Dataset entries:
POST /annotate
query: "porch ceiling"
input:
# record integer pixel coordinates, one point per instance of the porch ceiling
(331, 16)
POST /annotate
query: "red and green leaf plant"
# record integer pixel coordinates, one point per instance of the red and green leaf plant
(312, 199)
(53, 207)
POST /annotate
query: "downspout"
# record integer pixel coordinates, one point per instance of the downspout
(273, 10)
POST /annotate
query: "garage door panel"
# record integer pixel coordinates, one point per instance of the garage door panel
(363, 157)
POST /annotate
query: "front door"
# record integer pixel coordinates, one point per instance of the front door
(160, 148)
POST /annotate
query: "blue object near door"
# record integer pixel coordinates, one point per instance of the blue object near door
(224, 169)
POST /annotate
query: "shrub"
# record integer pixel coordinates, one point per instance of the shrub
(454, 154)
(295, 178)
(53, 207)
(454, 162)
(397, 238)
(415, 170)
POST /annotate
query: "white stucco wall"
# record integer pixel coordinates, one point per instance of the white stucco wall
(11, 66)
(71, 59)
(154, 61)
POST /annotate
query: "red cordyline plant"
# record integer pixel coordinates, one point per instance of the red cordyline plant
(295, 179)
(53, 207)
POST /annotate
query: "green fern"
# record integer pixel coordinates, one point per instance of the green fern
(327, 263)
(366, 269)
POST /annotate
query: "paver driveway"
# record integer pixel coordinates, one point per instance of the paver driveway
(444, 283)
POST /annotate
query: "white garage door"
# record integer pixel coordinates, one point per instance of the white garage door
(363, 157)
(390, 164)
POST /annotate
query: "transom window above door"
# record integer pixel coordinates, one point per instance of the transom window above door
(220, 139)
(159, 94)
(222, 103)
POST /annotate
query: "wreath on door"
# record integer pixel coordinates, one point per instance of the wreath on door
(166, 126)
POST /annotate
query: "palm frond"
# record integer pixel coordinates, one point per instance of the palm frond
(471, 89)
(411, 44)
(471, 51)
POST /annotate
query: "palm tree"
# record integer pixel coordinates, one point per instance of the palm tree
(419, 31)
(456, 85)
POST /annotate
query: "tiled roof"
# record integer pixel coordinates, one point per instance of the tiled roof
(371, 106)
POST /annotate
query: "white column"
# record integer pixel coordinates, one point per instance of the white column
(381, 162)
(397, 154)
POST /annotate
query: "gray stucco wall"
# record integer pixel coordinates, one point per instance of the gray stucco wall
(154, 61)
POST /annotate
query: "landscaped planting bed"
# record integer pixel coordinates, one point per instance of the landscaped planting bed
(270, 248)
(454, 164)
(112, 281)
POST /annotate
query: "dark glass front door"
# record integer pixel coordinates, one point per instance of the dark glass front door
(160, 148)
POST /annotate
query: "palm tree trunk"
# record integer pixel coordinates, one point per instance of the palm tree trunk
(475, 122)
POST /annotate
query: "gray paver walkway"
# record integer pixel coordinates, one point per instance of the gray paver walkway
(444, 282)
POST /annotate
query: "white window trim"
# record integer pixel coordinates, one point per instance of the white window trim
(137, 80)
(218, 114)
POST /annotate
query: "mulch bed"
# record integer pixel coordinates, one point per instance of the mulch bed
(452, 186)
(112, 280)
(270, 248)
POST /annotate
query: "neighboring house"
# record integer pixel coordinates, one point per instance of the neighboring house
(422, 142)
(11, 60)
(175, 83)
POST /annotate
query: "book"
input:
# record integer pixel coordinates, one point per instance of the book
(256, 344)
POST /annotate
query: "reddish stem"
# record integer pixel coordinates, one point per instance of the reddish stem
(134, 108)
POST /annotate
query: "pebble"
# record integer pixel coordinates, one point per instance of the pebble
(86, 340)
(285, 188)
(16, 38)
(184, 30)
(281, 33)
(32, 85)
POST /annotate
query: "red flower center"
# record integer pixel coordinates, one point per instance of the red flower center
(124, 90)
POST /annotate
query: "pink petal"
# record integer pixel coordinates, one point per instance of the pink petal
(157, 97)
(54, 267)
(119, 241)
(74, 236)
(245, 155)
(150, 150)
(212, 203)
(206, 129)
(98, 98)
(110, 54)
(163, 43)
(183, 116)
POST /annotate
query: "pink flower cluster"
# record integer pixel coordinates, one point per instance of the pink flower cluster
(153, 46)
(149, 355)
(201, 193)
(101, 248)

Work request: Now repeat the data exactly, keeping every line.

Answer section:
POST /annotate
query: "porch ceiling"
input:
# record integer pixel coordinates, one point per instance of the porch ceiling
(331, 16)
POST /annotate
query: "red and green leaf plant"
# record integer pixel coordinates, one point per instance of the red and green leaf plant
(312, 199)
(53, 207)
POST /annotate
query: "downspout"
# record integer pixel coordinates, one point per instance of the downspout
(273, 10)
POST /annotate
query: "garage door panel"
# record integer pixel coordinates, one point per instance of the garage door panel
(363, 157)
POST /annotate
query: "front door"
# record integer pixel coordinates, one point per instance of the front door
(160, 148)
POST /annotate
query: "blue object near door"
# record integer pixel coordinates, one point per instance of the blue object near door
(224, 169)
POST /annotate
query: "shrub"
# record integer pixel coordinates, one point per instance of the shrub
(454, 154)
(295, 178)
(53, 207)
(454, 162)
(397, 238)
(415, 170)
POST /annotate
query: "white stucco wall"
# record integer pixel coordinates, one point per instance of the white stucco wall
(11, 66)
(71, 59)
(154, 61)
POST /annotate
query: "red cordyline plant"
# record integer pixel coordinates, one point per instance of the red cordyline plant
(295, 179)
(53, 207)
POST /annotate
query: "green fern"
# record integer pixel coordinates, one point per instance of the green fern
(327, 263)
(366, 269)
POST /annotate
query: "paver driveway"
# record integer pixel coordinates, one point per instance of the paver driveway
(444, 283)
POST /annotate
query: "white garage door"
# record integer pixel coordinates, one point per instance of the white garage door
(363, 157)
(390, 164)
POST /annotate
query: "transom window above door"
# record integer pixel coordinates, one point per instance of the transom window above door
(220, 139)
(159, 94)
(222, 103)
POST /annotate
query: "wreath on door"
# record integer pixel coordinates, one point per instance of the wreath on door
(166, 126)
POST /annotate
query: "palm frond"
# record integer pixel coordinates, one point per instance of the palm frond
(471, 89)
(411, 44)
(471, 51)
POST /annotate
query: "palm tree"
# record integer pixel coordinates, one point per instance of the palm tree
(419, 31)
(456, 85)
POST /annotate
query: "tiled roof"
# record integer pixel coordinates, one point per instance of the tiled roof
(371, 106)
POST /annotate
query: "white column"
# record integer pixel coordinates, one point per instance of the white column
(381, 162)
(397, 154)
POST /annotate
query: "gray stucco wall"
# record integer pixel coordinates, one point per instance of the gray stucco wall
(154, 61)
POST /annotate
query: "landscaped planting bed"
# record integer pixel coordinates, one point per instance of the landscaped planting bed
(270, 248)
(454, 164)
(112, 281)
POST /annotate
query: "dark glass front door"
# record integer pixel coordinates, one point per instance of the dark glass front door
(160, 148)
POST /annotate
query: "palm tree trunk"
# record integer pixel coordinates, one point per instance of the palm tree trunk
(475, 122)
POST /annotate
query: "gray paver walkway"
# record integer pixel coordinates, one point per instance of the gray paver walkway
(444, 282)
POST /annotate
query: "white window trim"
# record integer pixel coordinates, one point per instance of the white window trim
(137, 80)
(218, 114)
POST /annotate
query: "mulch bed"
# record integer pixel coordinates, one point per instance of the mulch bed
(452, 186)
(112, 280)
(270, 248)
POST /annotate
query: "neighboring house"
# record integer pixel coordinates, one point per instance of the neighboring house
(422, 142)
(11, 60)
(175, 83)
POST /annotate
query: "book"
input:
# record integer pixel coordinates, one point per instance of the book
(256, 344)
POST /annotate
query: "reddish stem"
# record integer pixel coordinates, one point per instance of the reddish stem
(134, 108)
POST /annotate
query: "pebble"
# record integer pixel coordinates, one point per instance of the pebble
(86, 340)
(285, 188)
(16, 38)
(184, 30)
(281, 33)
(32, 85)
POST /annotate
query: "red flower center"
# record integer pixel coordinates, one point per instance of the red flower center
(124, 90)
POST /annotate
query: "pink petal"
# record integer pixel coordinates, one point per instance of the pink petal
(157, 97)
(54, 267)
(119, 241)
(74, 236)
(245, 155)
(150, 150)
(212, 203)
(206, 129)
(98, 98)
(110, 54)
(163, 43)
(183, 116)
POST /annotate
query: "pink flower cluster"
# record integer pixel coordinates, one point per instance of the pink flower cluster
(153, 46)
(149, 355)
(201, 193)
(101, 248)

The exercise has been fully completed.